◆ **Supplied data**:
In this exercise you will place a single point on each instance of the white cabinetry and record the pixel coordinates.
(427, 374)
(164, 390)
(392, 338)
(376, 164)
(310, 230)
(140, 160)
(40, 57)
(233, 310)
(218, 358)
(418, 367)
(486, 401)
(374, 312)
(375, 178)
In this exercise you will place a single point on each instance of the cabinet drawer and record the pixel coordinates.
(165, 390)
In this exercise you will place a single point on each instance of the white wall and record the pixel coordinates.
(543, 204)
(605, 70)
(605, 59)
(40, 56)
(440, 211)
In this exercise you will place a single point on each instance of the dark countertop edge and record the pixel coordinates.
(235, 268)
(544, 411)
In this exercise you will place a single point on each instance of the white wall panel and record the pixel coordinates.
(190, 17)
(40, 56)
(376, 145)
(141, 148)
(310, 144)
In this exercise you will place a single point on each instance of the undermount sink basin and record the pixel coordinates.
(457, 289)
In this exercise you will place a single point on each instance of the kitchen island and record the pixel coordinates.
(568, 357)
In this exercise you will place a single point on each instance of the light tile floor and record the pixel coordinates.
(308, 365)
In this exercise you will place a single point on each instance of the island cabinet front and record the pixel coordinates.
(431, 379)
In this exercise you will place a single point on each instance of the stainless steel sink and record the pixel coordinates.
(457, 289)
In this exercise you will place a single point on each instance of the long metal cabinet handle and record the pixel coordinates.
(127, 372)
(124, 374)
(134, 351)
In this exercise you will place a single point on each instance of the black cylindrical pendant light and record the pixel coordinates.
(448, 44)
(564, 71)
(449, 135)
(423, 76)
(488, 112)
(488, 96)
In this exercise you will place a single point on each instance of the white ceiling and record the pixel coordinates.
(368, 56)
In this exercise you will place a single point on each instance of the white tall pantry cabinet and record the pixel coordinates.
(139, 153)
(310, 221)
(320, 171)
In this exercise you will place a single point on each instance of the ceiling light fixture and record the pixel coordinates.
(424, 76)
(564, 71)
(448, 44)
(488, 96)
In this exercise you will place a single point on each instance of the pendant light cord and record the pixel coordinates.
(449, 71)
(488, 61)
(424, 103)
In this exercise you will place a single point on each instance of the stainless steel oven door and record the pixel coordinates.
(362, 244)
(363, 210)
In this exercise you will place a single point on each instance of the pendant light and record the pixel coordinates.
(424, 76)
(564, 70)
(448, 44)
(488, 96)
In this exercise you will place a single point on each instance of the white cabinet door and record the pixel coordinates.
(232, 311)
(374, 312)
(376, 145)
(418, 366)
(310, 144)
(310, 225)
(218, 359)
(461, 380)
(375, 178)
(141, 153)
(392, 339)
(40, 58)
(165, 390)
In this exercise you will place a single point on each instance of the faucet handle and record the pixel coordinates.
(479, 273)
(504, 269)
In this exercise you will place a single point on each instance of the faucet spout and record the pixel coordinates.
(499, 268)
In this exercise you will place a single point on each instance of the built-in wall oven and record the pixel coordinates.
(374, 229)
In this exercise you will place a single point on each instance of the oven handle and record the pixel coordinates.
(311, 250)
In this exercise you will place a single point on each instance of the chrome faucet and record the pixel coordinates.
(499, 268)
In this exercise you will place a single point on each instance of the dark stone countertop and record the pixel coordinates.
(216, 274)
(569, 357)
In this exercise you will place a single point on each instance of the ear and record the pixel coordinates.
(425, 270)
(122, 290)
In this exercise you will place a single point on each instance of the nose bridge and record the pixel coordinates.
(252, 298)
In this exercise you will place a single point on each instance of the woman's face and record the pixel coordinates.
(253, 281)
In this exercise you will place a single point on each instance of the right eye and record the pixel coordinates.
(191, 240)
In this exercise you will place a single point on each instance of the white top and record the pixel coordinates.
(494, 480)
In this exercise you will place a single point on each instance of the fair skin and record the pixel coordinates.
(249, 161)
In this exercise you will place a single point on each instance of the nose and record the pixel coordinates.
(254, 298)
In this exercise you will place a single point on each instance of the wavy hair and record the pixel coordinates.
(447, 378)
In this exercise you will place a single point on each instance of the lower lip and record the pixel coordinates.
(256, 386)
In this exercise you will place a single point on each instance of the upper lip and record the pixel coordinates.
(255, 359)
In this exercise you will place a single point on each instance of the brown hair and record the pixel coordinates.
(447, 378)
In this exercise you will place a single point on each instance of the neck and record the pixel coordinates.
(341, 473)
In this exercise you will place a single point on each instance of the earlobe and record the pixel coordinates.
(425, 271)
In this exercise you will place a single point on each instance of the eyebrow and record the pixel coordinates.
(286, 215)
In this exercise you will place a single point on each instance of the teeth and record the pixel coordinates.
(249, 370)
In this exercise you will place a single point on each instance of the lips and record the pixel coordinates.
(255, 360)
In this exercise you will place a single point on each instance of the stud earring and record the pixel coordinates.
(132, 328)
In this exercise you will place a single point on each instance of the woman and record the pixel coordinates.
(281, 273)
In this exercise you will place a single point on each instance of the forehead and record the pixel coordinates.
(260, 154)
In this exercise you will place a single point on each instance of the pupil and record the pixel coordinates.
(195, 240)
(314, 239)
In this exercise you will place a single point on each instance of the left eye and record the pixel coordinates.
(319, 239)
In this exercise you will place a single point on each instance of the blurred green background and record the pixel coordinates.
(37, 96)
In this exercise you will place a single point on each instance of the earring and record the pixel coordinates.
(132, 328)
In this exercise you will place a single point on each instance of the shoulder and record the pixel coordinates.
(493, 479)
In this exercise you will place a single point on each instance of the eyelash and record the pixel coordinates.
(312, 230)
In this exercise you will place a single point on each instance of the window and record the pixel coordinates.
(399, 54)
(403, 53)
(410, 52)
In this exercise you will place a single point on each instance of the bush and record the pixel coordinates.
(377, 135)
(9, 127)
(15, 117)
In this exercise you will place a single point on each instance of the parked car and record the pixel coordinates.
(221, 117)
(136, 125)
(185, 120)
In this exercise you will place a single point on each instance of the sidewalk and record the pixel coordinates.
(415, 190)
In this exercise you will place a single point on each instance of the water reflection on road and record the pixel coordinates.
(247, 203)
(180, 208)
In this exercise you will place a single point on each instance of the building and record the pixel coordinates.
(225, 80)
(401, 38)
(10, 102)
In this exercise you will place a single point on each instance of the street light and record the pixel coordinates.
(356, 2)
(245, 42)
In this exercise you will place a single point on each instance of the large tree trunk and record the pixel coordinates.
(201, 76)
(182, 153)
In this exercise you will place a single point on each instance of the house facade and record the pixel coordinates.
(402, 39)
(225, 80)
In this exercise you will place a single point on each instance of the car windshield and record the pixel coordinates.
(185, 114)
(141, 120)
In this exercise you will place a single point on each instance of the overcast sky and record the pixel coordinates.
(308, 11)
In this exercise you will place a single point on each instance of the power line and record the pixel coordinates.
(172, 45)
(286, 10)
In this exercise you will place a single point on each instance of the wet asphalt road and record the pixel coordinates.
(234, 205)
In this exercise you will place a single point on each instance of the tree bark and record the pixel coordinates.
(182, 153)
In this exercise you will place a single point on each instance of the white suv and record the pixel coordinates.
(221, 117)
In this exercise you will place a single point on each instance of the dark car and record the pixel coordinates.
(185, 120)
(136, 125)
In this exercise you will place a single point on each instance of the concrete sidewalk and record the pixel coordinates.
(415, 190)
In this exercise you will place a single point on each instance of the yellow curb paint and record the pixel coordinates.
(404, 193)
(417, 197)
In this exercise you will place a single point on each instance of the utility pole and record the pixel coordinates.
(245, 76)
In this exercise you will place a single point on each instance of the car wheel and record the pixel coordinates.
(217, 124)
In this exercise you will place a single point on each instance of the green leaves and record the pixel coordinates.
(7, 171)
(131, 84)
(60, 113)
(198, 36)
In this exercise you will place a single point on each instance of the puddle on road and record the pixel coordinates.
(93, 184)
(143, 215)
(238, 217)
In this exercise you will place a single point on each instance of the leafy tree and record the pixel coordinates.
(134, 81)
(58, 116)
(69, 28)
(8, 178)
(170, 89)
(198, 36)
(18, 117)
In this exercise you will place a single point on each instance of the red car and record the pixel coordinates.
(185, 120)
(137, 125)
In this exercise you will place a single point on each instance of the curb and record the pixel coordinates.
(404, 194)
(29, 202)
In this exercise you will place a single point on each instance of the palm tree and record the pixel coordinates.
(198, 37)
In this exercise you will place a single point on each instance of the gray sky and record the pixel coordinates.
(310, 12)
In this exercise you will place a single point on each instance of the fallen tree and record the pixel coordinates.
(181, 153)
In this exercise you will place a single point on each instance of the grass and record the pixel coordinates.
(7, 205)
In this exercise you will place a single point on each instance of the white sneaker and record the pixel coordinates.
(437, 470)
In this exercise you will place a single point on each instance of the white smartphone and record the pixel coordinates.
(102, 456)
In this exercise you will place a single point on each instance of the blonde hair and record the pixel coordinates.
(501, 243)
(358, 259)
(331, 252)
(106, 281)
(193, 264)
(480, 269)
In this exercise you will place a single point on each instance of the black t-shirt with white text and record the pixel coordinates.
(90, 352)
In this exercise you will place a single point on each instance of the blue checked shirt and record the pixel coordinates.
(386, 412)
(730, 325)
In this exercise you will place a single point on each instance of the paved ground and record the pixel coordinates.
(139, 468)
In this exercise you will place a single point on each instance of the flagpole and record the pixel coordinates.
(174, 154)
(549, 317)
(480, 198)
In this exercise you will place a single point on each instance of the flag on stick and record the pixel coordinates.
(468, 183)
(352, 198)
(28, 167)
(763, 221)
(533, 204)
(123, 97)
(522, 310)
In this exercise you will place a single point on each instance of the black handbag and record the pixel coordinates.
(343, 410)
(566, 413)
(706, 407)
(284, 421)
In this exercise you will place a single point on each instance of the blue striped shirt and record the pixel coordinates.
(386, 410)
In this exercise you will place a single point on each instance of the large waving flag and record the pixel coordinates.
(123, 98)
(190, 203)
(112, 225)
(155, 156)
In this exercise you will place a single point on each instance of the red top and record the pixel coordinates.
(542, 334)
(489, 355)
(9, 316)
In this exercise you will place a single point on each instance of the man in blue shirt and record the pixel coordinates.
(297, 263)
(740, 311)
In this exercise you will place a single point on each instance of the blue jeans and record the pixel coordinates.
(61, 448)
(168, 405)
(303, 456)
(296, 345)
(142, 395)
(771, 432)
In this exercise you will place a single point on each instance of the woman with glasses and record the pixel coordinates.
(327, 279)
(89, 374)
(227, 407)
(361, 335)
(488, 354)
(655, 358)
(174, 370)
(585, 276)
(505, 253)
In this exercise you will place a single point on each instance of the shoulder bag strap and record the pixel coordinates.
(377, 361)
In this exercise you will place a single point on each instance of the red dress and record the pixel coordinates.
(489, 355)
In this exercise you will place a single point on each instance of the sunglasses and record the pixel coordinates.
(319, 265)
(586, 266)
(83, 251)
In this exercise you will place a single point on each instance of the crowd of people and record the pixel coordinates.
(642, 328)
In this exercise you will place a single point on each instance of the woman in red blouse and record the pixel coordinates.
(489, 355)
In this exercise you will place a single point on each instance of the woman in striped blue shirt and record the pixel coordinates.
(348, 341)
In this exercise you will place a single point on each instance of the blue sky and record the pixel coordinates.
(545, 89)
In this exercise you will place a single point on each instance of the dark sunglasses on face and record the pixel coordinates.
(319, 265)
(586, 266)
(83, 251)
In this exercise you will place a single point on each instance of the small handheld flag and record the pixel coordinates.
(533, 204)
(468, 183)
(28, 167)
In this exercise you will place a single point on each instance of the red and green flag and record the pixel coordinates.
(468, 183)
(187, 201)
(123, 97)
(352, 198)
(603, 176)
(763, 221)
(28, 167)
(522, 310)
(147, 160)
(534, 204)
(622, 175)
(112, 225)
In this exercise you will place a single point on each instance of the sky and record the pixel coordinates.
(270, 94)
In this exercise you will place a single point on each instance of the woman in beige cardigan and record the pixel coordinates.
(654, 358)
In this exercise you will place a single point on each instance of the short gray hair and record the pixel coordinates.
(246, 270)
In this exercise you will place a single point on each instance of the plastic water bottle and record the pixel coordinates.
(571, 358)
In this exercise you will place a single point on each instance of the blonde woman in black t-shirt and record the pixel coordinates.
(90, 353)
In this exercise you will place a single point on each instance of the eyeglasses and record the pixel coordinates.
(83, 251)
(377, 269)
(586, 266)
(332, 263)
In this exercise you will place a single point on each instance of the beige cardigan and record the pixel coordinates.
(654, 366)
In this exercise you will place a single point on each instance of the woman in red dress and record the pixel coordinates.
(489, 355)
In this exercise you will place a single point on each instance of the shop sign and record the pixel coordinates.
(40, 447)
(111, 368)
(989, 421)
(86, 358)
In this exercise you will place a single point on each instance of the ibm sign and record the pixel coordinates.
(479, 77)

◆ **Task brief**: Repeat word for word each line from the one with "gray hair and record the pixel coordinates." to the end of the records above, inclusive.

◆ **Solved problem**:
In this exercise you will place a single point on each instance of the short gray hair and record the pixel coordinates.
(246, 270)
In this exercise you will place a single point on each instance of the plastic water bottle and record the pixel coordinates.
(571, 358)
In this exercise you will place a single point on each instance of the blonde woman in black t-shirt and record the pixel coordinates.
(90, 353)
In this exercise you will place a single point on each instance of the eyeglasses and record the pixel coordinates.
(83, 251)
(377, 269)
(586, 266)
(332, 263)
In this exercise you will place a single point on each instance of the beige cardigan and record the pixel coordinates.
(654, 366)
In this exercise you will place a single point on each instance of the woman in red dress and record the pixel coordinates.
(489, 355)
In this exercise you will place a single point on each instance of the shop sign and record the pixel coordinates.
(40, 447)
(111, 368)
(989, 421)
(86, 358)
In this exercise you will place a single point on each instance of the ibm sign and record the pixel coordinates.
(479, 77)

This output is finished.